◆ Brief:
Print the full Illinois court opinion below word for word, with no changes.

◆ Extracted text:
━━━━━━━━━━━━━━━━
OPINION FILED JUNE 8, 1979.

THE PEOPLE OF THE STATE OF ILLINOIS, APPELLEE,

v.

HENRY CLAY PRESTON, APPELLANT.



Appeal from the Appellate Court for the First District; heard in that court on appeal from the Circuit Court of Cook County, the Hon. Frank J. Wilson, Judge, presiding.

MR. JUSTICE WARD DELIVERED THE OPINION OF THE COURT:

The defendant, Henry Clay Preston, was indicted in the circuit court of Cook County for the murder, robbery and armed robbery of George Pope. A jury returned verdicts of guilty of murder and robbery and not guilty of armed robbery, and judgments were entered on the verdicts. The defendant received concurrent sentences of from 75 to 100 years on the murder conviction and from 6 to 8 years on the robbery conviction. The appellate court affirmed the convictions (60 Ill. App.3d 162), and we allowed the defendant's petition for leave to appeal.

The defendant was charged with having shot and killed Pope in the course of a robbery in a Chicago Housing Authority building in Chicago, where Pope was employed as a uniformed security guard. There were no eyewitnesses, and the defendant's conviction rested on the testimony of James Fleming, a friend of the defendant, concerning events taking place shortly following the crime. Fleming testified that the defendant visited him on the evening of April 8, 1974, and told Fleming that earlier that evening, after encountering Pope in an elevator, he had taken the latter's pistol from its holster, announced a holdup, and then shot him with the pistol. The defendant told Fleming that he then removed a wallet and some currency from the person of the victim, and he showed Fleming the pistol and wallet. The pistol was sold to another person. It was later recovered, and was identified as having belonged to the victim. The wallet and the currency were not found. The count charging robbery alleged the taking of the pistol, while the charge of armed robbery alleged the taking of the wallet and the currency.
━━━━━━━━━━━━━━━━
◆ Data shown:
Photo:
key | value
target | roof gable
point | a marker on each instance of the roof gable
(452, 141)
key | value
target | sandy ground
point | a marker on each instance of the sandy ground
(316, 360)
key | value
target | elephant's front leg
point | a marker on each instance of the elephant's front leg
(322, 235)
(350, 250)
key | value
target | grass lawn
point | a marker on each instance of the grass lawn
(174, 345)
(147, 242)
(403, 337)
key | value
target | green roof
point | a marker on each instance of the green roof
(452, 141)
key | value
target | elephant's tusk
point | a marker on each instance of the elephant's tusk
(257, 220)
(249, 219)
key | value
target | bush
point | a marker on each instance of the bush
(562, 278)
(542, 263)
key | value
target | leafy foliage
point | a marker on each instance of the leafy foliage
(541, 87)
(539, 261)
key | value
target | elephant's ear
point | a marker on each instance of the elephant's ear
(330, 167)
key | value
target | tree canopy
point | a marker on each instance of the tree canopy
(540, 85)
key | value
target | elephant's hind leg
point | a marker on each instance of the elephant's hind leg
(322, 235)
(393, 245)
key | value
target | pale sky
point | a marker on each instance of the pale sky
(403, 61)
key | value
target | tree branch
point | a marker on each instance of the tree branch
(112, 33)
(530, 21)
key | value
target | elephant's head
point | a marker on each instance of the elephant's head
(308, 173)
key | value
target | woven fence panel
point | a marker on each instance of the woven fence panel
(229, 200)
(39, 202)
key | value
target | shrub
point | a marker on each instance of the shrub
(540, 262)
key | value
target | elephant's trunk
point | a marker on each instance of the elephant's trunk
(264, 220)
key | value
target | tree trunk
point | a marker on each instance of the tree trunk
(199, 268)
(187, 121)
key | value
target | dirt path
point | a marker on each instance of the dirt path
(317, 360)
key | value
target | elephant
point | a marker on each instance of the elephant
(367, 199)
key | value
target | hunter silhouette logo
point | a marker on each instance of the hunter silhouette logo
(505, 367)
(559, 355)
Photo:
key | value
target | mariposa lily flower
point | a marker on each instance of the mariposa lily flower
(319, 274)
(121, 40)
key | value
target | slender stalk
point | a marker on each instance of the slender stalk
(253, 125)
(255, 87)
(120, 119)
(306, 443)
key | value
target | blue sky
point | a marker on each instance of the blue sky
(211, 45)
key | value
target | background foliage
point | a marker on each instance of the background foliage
━━━━━━━━━━━━━━━━
◆ Result of the exercise:
OPINION FILED JUNE 8, 1979.

THE PEOPLE OF THE STATE OF ILLINOIS, APPELLEE,

v.

HENRY CLAY PRESTON, APPELLANT.



Appeal from the Appellate Court for the First District; heard in that court on appeal from the Circuit Court of Cook County, the Hon. Frank J. Wilson, Judge, presiding.

MR. JUSTICE WARD DELIVERED THE OPINION OF THE COURT:

The defendant, Henry Clay Preston, was indicted in the circuit court of Cook County for the murder, robbery and armed robbery of George Pope. A jury returned verdicts of guilty of murder and robbery and not guilty of armed robbery, and judgments were entered on the verdicts. The defendant received concurrent sentences of from 75 to 100 years on the murder conviction and from 6 to 8 years on the robbery conviction. The appellate court affirmed the convictions (60 Ill. App.3d 162), and we allowed the defendant's petition for leave to appeal.

The defendant was charged with having shot and killed Pope in the course of a robbery in a Chicago Housing Authority building in Chicago, where Pope was employed as a uniformed security guard. There were no eyewitnesses, and the defendant's conviction rested on the testimony of James Fleming, a friend of the defendant, concerning events taking place shortly following the crime. Fleming testified that the defendant visited him on the evening of April 8, 1974, and told Fleming that earlier that evening, after encountering Pope in an elevator, he had taken the latter's pistol from its holster, announced a holdup, and then shot him with the pistol. The defendant told Fleming that he then removed a wallet and some currency from the person of the victim, and he showed Fleming the pistol and wallet. The pistol was sold to another person. It was later recovered, and was identified as having belonged to the victim. The wallet and the currency were not found. The count charging robbery alleged the taking of the pistol, while the charge of armed robbery alleged the taking of the wallet and the currency.